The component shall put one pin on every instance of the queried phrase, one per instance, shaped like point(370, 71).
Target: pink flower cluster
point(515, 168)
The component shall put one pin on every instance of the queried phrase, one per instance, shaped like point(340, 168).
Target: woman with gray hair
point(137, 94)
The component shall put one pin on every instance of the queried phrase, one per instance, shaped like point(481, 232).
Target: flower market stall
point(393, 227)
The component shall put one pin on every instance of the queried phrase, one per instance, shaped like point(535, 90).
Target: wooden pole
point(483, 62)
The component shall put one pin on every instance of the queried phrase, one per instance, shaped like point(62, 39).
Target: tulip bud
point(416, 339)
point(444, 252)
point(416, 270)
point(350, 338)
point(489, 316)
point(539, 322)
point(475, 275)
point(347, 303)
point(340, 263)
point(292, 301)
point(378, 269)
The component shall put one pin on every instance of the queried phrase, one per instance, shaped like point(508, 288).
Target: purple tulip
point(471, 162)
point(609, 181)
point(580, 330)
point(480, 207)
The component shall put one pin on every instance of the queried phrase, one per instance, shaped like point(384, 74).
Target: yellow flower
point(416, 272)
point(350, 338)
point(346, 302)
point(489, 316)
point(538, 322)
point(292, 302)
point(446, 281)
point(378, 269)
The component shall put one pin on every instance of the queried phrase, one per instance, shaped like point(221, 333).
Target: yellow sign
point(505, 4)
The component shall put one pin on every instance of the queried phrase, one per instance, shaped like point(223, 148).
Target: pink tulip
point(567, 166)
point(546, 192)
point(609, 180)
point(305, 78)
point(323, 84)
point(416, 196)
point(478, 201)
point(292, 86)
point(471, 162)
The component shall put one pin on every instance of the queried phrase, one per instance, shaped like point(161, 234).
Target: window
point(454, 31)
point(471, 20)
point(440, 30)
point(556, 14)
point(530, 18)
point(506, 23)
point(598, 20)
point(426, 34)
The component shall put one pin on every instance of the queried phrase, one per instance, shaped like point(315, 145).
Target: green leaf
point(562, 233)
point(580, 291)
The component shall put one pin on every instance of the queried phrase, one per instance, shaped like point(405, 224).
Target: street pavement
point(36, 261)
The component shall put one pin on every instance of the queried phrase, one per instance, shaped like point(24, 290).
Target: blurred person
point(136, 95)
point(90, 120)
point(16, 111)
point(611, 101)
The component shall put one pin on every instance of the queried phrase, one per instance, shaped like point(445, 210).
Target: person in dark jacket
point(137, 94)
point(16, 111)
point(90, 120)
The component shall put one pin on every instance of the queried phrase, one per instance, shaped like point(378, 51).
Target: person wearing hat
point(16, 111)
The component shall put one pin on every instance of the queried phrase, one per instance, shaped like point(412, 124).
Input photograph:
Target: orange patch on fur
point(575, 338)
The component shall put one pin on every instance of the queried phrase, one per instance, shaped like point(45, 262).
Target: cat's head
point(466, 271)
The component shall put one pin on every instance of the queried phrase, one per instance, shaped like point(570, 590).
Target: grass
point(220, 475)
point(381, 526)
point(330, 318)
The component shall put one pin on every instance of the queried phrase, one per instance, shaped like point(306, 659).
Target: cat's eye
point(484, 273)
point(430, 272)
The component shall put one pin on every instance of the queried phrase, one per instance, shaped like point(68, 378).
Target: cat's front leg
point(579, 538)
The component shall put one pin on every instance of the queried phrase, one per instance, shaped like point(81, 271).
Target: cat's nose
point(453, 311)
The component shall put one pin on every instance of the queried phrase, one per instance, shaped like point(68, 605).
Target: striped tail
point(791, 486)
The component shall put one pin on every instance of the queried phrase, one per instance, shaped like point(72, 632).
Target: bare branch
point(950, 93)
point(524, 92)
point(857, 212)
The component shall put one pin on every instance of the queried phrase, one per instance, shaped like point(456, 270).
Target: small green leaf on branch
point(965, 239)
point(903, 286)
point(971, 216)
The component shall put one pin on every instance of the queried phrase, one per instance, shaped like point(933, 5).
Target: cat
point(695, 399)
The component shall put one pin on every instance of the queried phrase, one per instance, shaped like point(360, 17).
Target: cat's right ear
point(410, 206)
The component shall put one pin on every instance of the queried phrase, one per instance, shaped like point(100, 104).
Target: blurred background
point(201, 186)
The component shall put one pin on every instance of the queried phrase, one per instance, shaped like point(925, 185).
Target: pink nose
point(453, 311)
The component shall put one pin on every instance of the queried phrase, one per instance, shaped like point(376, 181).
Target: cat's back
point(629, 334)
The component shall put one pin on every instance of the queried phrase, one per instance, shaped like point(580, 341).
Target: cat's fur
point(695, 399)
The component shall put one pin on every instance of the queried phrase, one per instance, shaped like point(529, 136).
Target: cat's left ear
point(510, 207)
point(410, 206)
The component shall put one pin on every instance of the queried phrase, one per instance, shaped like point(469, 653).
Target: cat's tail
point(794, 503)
- - - -
### What needs to be done
Send back exactly the lines of the listing above starting at the one with "Target: purple tulip" and ending at the one with "like point(384, 74).", inclusive, and no others.

### Written response
Target: purple tulip
point(471, 162)
point(609, 181)
point(580, 330)
point(480, 207)
The component shall put one pin on every instance of the queried phrase, one per instance, shaped like point(384, 74).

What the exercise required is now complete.